§ **MATERIAL FOR THE TASK**
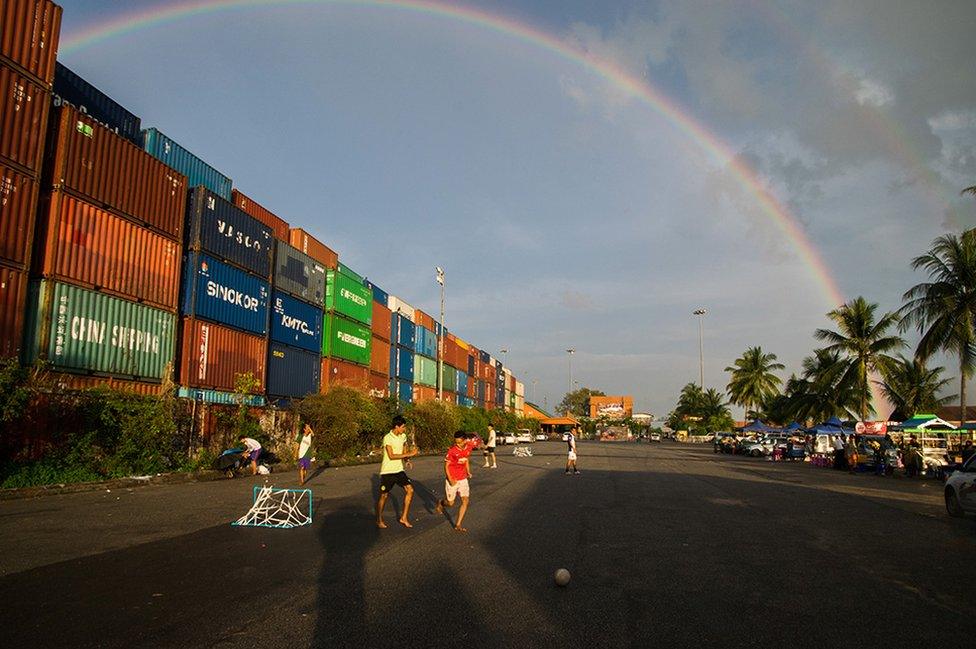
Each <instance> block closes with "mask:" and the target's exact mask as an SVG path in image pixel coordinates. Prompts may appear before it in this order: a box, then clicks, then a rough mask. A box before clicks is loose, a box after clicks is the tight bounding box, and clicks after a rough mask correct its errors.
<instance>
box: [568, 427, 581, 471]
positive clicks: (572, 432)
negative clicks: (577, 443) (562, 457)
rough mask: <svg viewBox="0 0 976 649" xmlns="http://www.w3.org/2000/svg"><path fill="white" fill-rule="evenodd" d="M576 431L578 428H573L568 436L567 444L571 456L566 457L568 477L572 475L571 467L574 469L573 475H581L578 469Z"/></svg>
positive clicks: (568, 455)
mask: <svg viewBox="0 0 976 649" xmlns="http://www.w3.org/2000/svg"><path fill="white" fill-rule="evenodd" d="M576 431H577V429H576V428H571V429H570V431H569V433H567V435H566V443H567V444H569V454H568V455H567V456H566V475H569V474H570V467H572V473H575V474H576V475H579V469H577V468H576Z"/></svg>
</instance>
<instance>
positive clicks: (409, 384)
mask: <svg viewBox="0 0 976 649" xmlns="http://www.w3.org/2000/svg"><path fill="white" fill-rule="evenodd" d="M390 394H391V395H394V396H396V398H397V399H398V400H399V401H400V402H402V403H413V383H411V382H410V381H398V380H396V379H393V380H391V381H390Z"/></svg>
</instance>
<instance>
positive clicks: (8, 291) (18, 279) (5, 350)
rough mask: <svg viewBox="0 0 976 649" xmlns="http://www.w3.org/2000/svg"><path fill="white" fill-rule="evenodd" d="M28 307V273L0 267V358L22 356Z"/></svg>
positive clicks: (13, 269)
mask: <svg viewBox="0 0 976 649" xmlns="http://www.w3.org/2000/svg"><path fill="white" fill-rule="evenodd" d="M26 305H27V272H26V271H22V270H16V269H13V268H5V267H3V266H0V358H10V357H14V356H19V355H20V349H21V346H22V345H23V340H24V311H25V308H26Z"/></svg>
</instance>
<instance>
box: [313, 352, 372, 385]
mask: <svg viewBox="0 0 976 649" xmlns="http://www.w3.org/2000/svg"><path fill="white" fill-rule="evenodd" d="M337 385H342V386H346V387H350V388H355V389H357V390H364V391H365V390H368V389H369V368H368V367H363V366H362V365H356V364H355V363H347V362H345V361H341V360H339V359H337V358H323V359H322V394H325V393H326V392H328V391H329V388H330V387H335V386H337Z"/></svg>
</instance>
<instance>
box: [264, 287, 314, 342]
mask: <svg viewBox="0 0 976 649" xmlns="http://www.w3.org/2000/svg"><path fill="white" fill-rule="evenodd" d="M271 340H273V341H274V342H276V343H282V344H284V345H291V346H292V347H298V348H300V349H305V350H307V351H310V352H320V351H321V349H322V308H321V307H314V306H312V305H311V304H307V303H305V302H302V301H301V300H296V299H295V298H293V297H292V296H290V295H287V294H286V293H282V292H281V291H277V290H276V291H272V292H271Z"/></svg>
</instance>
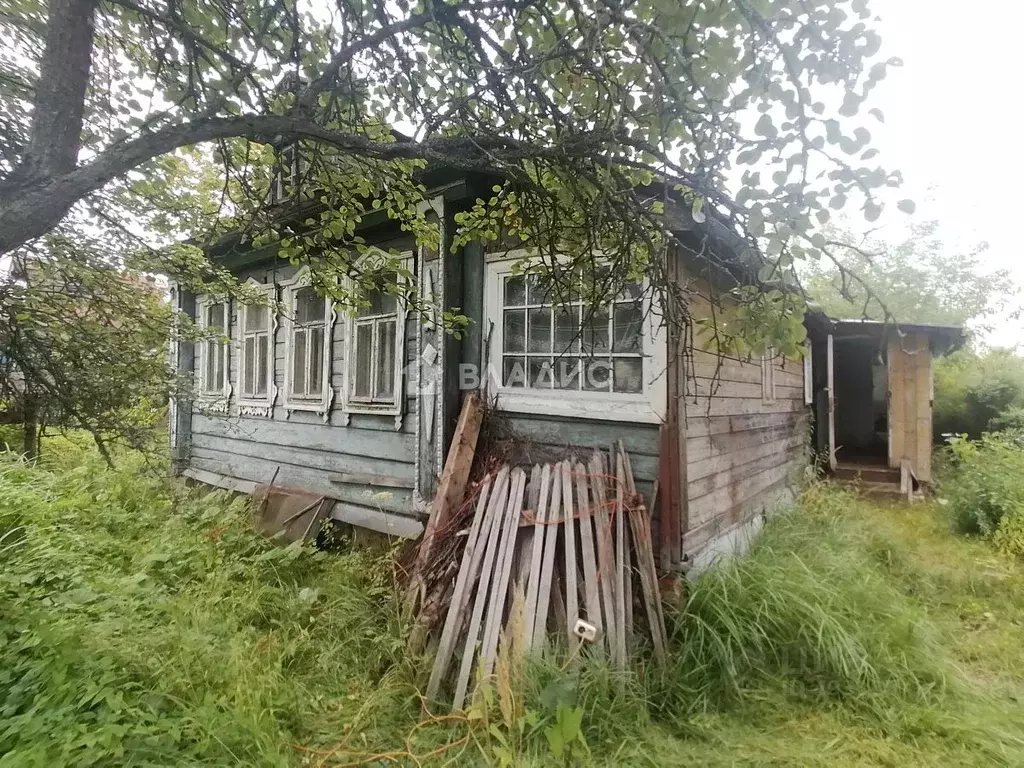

§ **AIM OF THE TASK**
In repeating the entries, exclude the pictures and alter nothing else.

§ **OUTPUT FOR THIS TASK**
Each <instance> block closes with "mask:" and the target's exact mask as an SVG path in image pixel coordinates. Prompts may appear before it in this order: a box, then clicks, then a rough mask. A box before clicks is loose, a box after clicks is the tight bounding box, and clicks after a rough mask correct its errors.
<instance>
box: [568, 427, 581, 471]
positive clicks: (572, 432)
negative clicks: (577, 443) (562, 457)
rough mask: <svg viewBox="0 0 976 649" xmlns="http://www.w3.org/2000/svg"><path fill="white" fill-rule="evenodd" d="M576 431L578 428H573L568 436L567 444L571 456L566 457L568 477L572 475L571 467L574 469L573 475H581L578 469Z"/></svg>
positive clicks: (568, 455)
mask: <svg viewBox="0 0 976 649" xmlns="http://www.w3.org/2000/svg"><path fill="white" fill-rule="evenodd" d="M576 431H577V429H576V428H571V429H570V431H569V433H567V435H566V443H567V444H569V454H568V455H567V456H566V475H569V474H570V467H572V473H575V474H576V475H579V469H577V468H576Z"/></svg>
</instance>
<instance>
positive clicks: (409, 384)
mask: <svg viewBox="0 0 976 649" xmlns="http://www.w3.org/2000/svg"><path fill="white" fill-rule="evenodd" d="M390 394H391V395H394V396H396V398H397V399H398V400H399V401H400V402H402V403H413V383H411V382H410V381H398V380H396V379H393V380H391V381H390Z"/></svg>
</instance>
<instance>
positive clicks: (8, 291) (18, 279) (5, 350)
rough mask: <svg viewBox="0 0 976 649" xmlns="http://www.w3.org/2000/svg"><path fill="white" fill-rule="evenodd" d="M28 307V273L0 267V358L22 356Z"/></svg>
positive clicks: (13, 269)
mask: <svg viewBox="0 0 976 649" xmlns="http://www.w3.org/2000/svg"><path fill="white" fill-rule="evenodd" d="M26 305H27V272H26V271H22V270H16V269H13V268H5V267H3V266H0V358H10V357H14V356H19V355H20V349H21V346H22V345H23V340H24V311H25V308H26Z"/></svg>
</instance>
<instance>
box: [313, 352, 372, 385]
mask: <svg viewBox="0 0 976 649" xmlns="http://www.w3.org/2000/svg"><path fill="white" fill-rule="evenodd" d="M337 385H342V386H346V387H350V388H355V389H357V390H364V391H365V390H368V389H369V368H368V367H363V366H362V365H356V364H355V363H347V362H345V361H341V360H339V359H337V358H323V359H322V394H325V393H326V392H328V391H329V388H330V387H335V386H337Z"/></svg>
</instance>
<instance>
box: [264, 287, 314, 342]
mask: <svg viewBox="0 0 976 649" xmlns="http://www.w3.org/2000/svg"><path fill="white" fill-rule="evenodd" d="M271 340H273V341H274V342H276V343H282V344H284V345H291V346H292V347H298V348H300V349H305V350H307V351H310V352H320V351H321V349H322V308H321V307H314V306H312V305H311V304H307V303H305V302H302V301H301V300H296V299H295V298H293V297H292V296H290V295H287V294H286V293H282V292H281V291H277V290H276V291H272V292H271Z"/></svg>
</instance>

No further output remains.